WHAT THIS EXERCISE ASKS
• 1. Transcribe the passage of the Character Builder thread that opens with the words containing "I respect the" and closes with "shortcut ever, IMHO.".
• 2. According to the Character Builder thread, which part of the software does vic20 say definitely has bugs?
• 3. Take the Character Builder thread further, continuing from its last sentence.

SELECTION
>> START

Oh, I didn't mean to imply anything for anyone but me 

I respect the folks who put the time and work into customizing their play experience with house rules.  I know I did enough of it!

Now, as my free time steadily decreases, I find that any shortcuts I can make are worth their weight in gold.  Character generators are about the best shortcut ever, IMHO. 

-O


----------



## Zaukrie (Jan 28, 2009)

So easy to make NPCs now....


----------



## vic20 (Jan 28, 2009)

*Very, very nice*

I am very impressed! This is better than I was expecting, and I was expecting some quality software. 

There are definitely bugs in the installer, but those should be addressed soon enough. 

Congrats to the whole project team!


----------



## vic20 (Jan 28, 2009)

*More praise*

Woot. Just woot. 

In my eyes, this is the most productive, practical piece of software I've ever played with for d&d, "official" or otherwise. The few hours I've spent with the Character Builder have really impressed upon me how the 4E architecture patterns dovetail with software architecture modeling patterns.

>> END

Collection entries

>> START

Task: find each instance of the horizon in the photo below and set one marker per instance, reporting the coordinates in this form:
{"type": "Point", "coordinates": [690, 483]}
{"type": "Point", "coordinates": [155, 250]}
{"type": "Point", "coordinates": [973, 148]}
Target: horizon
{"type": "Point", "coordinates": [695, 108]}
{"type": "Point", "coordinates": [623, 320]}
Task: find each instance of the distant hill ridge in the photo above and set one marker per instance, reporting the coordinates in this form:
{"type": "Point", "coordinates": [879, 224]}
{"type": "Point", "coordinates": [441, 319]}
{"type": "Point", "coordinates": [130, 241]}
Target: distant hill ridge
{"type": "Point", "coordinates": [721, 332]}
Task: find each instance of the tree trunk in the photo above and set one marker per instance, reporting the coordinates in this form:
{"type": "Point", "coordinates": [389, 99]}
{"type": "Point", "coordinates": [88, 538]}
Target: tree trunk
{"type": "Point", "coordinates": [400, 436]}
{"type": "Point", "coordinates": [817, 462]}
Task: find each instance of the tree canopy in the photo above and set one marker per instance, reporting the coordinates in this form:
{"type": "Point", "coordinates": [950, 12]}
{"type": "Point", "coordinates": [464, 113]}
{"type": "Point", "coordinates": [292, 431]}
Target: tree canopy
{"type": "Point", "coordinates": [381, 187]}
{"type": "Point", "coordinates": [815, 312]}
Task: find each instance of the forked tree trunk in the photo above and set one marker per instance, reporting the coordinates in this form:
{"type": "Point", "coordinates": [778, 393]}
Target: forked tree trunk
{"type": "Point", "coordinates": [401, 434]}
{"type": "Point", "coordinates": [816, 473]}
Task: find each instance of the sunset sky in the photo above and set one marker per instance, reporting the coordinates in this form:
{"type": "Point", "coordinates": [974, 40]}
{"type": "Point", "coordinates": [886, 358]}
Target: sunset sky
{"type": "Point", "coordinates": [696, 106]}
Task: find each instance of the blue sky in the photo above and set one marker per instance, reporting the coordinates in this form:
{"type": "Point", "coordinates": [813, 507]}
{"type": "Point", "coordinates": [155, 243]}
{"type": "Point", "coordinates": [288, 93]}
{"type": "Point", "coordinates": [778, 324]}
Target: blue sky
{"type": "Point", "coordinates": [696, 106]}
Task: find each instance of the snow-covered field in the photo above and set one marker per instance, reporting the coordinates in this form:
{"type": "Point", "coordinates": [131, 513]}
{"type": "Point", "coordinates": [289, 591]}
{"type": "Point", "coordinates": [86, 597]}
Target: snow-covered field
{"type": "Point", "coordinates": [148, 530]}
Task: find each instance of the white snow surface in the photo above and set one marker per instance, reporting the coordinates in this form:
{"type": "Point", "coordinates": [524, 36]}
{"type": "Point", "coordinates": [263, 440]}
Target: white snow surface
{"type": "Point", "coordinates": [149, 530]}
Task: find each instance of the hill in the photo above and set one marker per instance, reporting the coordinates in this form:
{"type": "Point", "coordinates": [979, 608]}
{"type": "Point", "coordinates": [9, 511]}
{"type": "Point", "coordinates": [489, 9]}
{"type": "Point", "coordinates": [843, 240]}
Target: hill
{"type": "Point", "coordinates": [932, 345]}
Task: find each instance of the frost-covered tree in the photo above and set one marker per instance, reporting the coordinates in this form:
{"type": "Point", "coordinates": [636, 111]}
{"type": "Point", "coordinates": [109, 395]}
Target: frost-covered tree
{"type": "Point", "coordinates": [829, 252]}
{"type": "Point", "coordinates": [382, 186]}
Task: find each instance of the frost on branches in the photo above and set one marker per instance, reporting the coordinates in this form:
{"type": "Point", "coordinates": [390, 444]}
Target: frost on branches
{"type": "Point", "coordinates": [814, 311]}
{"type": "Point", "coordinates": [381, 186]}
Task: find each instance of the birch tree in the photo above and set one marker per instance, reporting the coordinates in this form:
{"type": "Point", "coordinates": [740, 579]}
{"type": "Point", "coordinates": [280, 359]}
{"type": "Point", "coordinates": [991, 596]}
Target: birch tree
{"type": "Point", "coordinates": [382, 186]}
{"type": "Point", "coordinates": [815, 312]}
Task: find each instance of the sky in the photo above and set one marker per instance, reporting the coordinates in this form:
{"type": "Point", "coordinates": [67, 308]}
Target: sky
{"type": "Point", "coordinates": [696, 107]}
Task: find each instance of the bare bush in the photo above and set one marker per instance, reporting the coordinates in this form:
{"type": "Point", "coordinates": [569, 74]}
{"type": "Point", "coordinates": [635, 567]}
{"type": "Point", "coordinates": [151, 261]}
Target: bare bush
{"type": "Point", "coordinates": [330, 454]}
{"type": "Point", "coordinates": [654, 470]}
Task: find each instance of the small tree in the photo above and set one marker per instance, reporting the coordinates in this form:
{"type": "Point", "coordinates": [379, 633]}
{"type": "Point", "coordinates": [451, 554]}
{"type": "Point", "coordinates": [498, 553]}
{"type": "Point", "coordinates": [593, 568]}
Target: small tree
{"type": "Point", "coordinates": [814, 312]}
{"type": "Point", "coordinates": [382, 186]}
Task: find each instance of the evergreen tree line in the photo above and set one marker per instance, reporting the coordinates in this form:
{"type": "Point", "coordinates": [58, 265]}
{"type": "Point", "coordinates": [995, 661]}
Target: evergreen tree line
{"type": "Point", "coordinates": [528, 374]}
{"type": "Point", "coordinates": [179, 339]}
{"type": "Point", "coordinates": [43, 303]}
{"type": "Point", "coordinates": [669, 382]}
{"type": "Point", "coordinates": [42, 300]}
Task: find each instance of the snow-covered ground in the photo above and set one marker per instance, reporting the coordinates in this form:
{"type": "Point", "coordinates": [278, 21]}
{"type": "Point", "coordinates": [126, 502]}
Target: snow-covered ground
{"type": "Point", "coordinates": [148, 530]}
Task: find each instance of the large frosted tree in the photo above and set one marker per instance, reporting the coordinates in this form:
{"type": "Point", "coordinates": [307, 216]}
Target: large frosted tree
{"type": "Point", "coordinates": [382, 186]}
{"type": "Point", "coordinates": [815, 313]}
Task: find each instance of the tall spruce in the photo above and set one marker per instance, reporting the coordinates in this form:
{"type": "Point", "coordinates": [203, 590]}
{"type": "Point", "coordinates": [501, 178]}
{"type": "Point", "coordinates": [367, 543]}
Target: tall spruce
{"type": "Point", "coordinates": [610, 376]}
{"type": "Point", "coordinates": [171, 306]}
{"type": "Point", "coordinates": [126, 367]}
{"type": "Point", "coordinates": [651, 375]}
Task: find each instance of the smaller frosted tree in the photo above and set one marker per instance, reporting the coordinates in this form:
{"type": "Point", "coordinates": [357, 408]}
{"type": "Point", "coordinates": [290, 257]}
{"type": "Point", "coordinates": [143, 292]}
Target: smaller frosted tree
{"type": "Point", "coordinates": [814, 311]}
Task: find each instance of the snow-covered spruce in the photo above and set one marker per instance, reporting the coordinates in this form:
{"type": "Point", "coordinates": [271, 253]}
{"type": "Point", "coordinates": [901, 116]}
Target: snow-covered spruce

>> END

EXPECTED RESPONSES
• 1.
I respect the folks who put the time and work into customizing their play experience with house rules.  I know I did enough of it!

Now, as my free time steadily decreases, I find that any shortcuts I can make are worth their weight in gold.  Character generators are about the best shortcut ever, IMHO.

• 2. The installer.

• 3.
Who has the license to develop computer games for d&d again?


----------



## Mustrum_Ridcully (Jan 28, 2009)

A few "quirks" - technically correct behavior that still has you wondering what is going on: 

- Weapon Focus is its own subtab in the feats. Makes sense in hindsight, but boy, was I searching.

- The builder associates feat slot and levels, so if you are still on your first feats, you don't get Paragon Options, even if you make a 18th level character. You can still later retrain these feats later if you need to. It also seems to keep track of your ability scores over your levels, so if you only qualified for Plate Armor Proficiency at 8th level (to get your Con to 15), you cannot select the feat earlier. 
This can be a little confusing at first, but it makes absolutely sense, since it enforces "legal" characters. 

- Retraining by picking Multiclass feats is done in the Powers Section, as is picking the right feat.

----
I noticed a few errors: 
- I recreated my Dragonborn Warlord. It wouldn't show me his Paragon Path "Sword Marshall". Apparently I don't qualify for it due to the lack of "Heavy Blade Proficiency", even though I have not only military weapon proficiency but also Weapon Proficiency (Bastard Sword). But if you use the House Rule button, you can also show "illegal" stuff and I got my Paragon Path that way. 
The ways prerequisites are checked might need to be tested more.

- There are some spelling errors. Catsclaws comment might indicate that this could be a problem if it is supposed to be a keyword/rules term like an ability score.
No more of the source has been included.